A finance expert reveals that it might not be all bad for Levy's and the board's pockets.

  


A finance expert reveals that it might not be all bad for Levy's and the board's pockets.

By Don Scully

Finance expert Kieran Maguire has told Football Insider that he remains optimistic about Tottenham's current financial situation regardless of the COVID-19 pandemic hitting the club.

The club had disclosed that they've made losses of £63.9m in their last accounts. This will hit the pockets of Levy and his board badly. However, the Financial expert has also reported that the club currently paid £100m per year less than some of our rivals (the big six) when it comes to wages. This isn't really surprising as Levy has always been tight-fisted where players wages are concerned (compared to the other top clubs). Of course, this might now have worked in Levy's favour.

Our top earners at the club are Harry Kane and Tanguy Ndombele, both on around £200,000 per week. This obviously doesn't include Levy and the board payouts, who are taking more out of the club… because they believe they earned it. And, why not? I hear you shout. What is the point of creating a cash cow if you are not personally going to gain!

────

» Problem
Quote the passage of the article on Tottenham's finances between "Finance expert Kieran" and "hitting the club.", inclusive.

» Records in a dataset
────

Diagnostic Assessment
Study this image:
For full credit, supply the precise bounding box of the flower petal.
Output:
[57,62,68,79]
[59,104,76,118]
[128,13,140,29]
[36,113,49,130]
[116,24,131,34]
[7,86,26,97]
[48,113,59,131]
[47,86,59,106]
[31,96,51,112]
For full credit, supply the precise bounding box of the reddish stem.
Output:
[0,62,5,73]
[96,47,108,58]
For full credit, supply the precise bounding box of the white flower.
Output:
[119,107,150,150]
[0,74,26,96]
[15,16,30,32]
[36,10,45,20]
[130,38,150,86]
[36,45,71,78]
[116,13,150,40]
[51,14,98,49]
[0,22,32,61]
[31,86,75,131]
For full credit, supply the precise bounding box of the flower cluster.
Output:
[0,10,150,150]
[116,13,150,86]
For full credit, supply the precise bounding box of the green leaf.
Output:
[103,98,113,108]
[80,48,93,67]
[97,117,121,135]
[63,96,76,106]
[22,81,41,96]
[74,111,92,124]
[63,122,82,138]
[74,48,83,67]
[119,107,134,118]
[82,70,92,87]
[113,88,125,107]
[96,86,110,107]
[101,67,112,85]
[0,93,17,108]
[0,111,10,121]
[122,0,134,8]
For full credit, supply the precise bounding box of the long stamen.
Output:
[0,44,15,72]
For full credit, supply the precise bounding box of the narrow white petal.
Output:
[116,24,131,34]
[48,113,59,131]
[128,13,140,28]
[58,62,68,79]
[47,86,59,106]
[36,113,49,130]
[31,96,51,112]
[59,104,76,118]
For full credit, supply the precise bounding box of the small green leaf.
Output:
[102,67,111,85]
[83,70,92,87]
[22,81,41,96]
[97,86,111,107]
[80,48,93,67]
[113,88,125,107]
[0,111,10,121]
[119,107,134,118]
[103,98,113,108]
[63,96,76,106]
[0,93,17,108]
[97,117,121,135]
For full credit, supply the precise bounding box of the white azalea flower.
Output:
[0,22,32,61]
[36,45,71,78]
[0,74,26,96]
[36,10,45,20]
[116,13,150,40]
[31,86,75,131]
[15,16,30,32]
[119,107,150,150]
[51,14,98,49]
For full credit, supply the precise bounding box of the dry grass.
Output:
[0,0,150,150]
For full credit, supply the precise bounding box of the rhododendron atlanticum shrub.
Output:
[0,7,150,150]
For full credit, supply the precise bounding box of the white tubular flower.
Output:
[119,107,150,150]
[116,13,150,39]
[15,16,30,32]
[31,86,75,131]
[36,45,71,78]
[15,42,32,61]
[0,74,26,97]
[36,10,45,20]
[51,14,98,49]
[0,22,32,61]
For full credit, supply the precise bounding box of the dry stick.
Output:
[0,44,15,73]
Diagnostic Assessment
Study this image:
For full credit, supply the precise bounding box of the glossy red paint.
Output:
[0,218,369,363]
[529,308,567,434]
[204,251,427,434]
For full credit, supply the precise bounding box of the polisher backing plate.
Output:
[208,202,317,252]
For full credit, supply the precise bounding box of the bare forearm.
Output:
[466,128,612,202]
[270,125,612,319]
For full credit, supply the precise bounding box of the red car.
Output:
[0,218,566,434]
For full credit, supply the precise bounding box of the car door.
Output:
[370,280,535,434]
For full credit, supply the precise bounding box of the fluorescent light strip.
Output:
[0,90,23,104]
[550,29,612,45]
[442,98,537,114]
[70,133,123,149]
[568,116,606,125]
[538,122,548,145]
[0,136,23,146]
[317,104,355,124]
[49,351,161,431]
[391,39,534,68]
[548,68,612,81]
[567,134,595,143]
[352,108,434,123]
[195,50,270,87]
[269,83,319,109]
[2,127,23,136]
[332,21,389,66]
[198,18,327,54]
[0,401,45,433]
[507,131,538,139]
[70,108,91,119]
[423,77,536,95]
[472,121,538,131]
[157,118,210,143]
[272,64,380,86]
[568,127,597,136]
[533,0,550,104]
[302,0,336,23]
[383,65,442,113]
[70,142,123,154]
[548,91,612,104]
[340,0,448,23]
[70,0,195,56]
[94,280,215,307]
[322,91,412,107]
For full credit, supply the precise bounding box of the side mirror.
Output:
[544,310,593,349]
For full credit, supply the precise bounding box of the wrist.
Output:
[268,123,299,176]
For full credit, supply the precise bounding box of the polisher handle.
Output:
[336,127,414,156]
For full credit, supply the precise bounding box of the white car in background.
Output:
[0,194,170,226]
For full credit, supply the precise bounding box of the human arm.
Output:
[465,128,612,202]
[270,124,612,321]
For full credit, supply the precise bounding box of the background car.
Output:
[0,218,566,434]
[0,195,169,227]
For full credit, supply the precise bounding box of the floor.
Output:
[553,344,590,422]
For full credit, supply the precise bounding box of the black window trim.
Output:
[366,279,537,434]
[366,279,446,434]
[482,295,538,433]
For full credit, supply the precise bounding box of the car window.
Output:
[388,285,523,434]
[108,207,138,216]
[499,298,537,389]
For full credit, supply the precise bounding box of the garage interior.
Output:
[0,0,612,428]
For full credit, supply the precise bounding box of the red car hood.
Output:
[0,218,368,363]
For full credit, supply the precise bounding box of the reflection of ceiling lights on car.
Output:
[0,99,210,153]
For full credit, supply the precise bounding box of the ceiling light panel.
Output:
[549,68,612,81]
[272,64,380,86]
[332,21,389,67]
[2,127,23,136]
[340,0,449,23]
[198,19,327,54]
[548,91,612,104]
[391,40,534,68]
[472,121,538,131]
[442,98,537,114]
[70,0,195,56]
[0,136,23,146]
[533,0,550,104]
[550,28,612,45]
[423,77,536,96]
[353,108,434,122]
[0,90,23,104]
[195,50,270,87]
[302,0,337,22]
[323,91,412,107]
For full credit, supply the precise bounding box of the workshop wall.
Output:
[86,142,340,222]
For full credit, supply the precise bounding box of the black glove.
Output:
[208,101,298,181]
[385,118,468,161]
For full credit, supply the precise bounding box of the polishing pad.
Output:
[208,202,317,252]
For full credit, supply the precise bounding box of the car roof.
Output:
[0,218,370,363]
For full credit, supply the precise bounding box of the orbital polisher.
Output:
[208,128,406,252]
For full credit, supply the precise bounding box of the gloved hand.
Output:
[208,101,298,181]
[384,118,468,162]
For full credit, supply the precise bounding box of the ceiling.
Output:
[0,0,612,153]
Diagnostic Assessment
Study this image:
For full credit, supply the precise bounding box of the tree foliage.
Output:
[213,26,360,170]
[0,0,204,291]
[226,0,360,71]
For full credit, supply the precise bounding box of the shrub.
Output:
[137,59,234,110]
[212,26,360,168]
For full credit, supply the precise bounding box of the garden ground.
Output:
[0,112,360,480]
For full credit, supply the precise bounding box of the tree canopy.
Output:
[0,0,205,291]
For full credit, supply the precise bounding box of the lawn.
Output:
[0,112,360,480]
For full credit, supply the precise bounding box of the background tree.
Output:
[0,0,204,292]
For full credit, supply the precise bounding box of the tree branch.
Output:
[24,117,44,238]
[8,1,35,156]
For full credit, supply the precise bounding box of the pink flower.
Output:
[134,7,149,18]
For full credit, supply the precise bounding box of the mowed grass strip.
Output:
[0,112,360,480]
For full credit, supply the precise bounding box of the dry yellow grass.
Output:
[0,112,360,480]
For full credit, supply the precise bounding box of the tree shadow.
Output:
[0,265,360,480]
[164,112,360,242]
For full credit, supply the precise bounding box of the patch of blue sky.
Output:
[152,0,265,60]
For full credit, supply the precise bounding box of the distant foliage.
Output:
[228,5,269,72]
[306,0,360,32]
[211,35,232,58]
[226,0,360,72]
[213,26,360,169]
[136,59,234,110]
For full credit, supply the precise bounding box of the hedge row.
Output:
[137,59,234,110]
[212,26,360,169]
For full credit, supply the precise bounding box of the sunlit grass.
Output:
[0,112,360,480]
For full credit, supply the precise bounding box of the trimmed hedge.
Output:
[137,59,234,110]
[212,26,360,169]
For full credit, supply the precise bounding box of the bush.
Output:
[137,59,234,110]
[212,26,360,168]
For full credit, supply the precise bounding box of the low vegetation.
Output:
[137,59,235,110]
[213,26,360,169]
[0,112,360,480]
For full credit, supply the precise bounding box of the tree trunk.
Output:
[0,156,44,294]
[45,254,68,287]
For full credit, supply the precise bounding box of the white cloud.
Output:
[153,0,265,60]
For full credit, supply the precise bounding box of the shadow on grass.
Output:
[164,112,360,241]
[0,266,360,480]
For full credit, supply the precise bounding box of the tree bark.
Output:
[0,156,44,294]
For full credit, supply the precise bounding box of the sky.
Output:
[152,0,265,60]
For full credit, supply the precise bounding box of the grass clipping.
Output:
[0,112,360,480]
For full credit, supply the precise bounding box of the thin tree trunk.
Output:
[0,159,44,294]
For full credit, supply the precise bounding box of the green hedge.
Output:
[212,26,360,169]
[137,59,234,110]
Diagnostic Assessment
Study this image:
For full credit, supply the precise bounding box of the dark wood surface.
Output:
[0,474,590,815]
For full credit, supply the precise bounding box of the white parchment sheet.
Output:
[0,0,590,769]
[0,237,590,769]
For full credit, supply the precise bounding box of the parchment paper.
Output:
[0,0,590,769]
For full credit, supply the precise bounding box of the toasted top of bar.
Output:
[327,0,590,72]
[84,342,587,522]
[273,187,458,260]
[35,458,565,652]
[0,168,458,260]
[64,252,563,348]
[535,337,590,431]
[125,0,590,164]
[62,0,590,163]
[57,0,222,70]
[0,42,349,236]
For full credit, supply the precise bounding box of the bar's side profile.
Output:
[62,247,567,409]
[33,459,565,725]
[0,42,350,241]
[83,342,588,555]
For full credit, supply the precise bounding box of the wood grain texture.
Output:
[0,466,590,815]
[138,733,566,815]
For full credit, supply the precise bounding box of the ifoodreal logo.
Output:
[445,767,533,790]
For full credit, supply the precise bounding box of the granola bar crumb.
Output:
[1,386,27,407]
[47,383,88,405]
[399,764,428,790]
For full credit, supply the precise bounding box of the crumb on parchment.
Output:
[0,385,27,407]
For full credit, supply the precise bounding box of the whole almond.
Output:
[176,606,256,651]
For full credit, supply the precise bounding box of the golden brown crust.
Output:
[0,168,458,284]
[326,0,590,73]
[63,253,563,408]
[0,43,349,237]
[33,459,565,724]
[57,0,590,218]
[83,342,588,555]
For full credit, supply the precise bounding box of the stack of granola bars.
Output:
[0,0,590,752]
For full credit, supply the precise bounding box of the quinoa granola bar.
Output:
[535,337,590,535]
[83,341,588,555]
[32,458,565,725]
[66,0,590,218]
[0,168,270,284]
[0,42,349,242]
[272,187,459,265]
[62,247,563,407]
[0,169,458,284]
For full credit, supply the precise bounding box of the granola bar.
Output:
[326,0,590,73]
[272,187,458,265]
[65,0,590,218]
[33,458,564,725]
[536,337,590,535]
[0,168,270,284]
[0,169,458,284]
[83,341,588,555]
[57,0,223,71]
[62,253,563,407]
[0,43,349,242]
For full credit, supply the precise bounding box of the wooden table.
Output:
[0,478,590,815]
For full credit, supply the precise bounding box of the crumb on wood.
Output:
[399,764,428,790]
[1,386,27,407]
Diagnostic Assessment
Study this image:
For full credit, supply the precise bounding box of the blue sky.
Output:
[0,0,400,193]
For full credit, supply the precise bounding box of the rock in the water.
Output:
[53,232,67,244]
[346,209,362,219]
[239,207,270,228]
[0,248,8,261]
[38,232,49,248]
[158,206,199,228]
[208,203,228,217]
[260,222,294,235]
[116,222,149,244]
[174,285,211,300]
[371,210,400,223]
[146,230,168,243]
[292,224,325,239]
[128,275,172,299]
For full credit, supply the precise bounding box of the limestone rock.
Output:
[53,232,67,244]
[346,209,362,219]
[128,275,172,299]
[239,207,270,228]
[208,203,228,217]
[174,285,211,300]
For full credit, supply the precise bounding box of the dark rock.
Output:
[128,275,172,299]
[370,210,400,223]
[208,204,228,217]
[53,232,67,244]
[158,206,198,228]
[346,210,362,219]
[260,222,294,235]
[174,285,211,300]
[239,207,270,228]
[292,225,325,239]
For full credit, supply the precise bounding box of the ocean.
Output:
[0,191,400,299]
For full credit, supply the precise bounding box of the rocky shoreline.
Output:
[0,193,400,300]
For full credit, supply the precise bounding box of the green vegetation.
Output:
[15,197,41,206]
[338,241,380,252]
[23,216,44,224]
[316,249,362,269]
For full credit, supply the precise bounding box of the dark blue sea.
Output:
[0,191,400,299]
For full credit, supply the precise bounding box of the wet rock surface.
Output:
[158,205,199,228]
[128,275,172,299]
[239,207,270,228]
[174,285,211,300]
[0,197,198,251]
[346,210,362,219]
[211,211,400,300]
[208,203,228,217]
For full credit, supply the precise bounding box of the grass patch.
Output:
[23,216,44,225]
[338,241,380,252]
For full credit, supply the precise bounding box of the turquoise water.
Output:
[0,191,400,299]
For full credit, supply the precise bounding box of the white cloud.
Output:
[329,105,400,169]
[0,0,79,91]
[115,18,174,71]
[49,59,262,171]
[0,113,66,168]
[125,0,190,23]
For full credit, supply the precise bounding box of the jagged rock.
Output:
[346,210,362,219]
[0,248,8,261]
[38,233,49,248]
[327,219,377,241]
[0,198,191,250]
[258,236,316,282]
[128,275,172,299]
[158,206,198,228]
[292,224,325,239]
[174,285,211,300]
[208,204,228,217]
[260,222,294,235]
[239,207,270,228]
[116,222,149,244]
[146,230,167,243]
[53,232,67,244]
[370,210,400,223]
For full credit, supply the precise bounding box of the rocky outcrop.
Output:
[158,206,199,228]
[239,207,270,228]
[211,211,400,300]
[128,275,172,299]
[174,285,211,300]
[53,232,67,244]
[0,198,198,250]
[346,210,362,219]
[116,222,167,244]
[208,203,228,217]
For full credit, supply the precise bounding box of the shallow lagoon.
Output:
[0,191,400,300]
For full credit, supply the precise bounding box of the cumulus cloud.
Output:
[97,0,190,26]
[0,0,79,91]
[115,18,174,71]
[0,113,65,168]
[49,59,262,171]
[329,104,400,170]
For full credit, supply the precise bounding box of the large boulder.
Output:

────

» Task output
Finance expert Kieran Maguire has told Football Insider that he remains optimistic about Tottenham's current financial situation regardless of the COVID-19 pandemic hitting the club.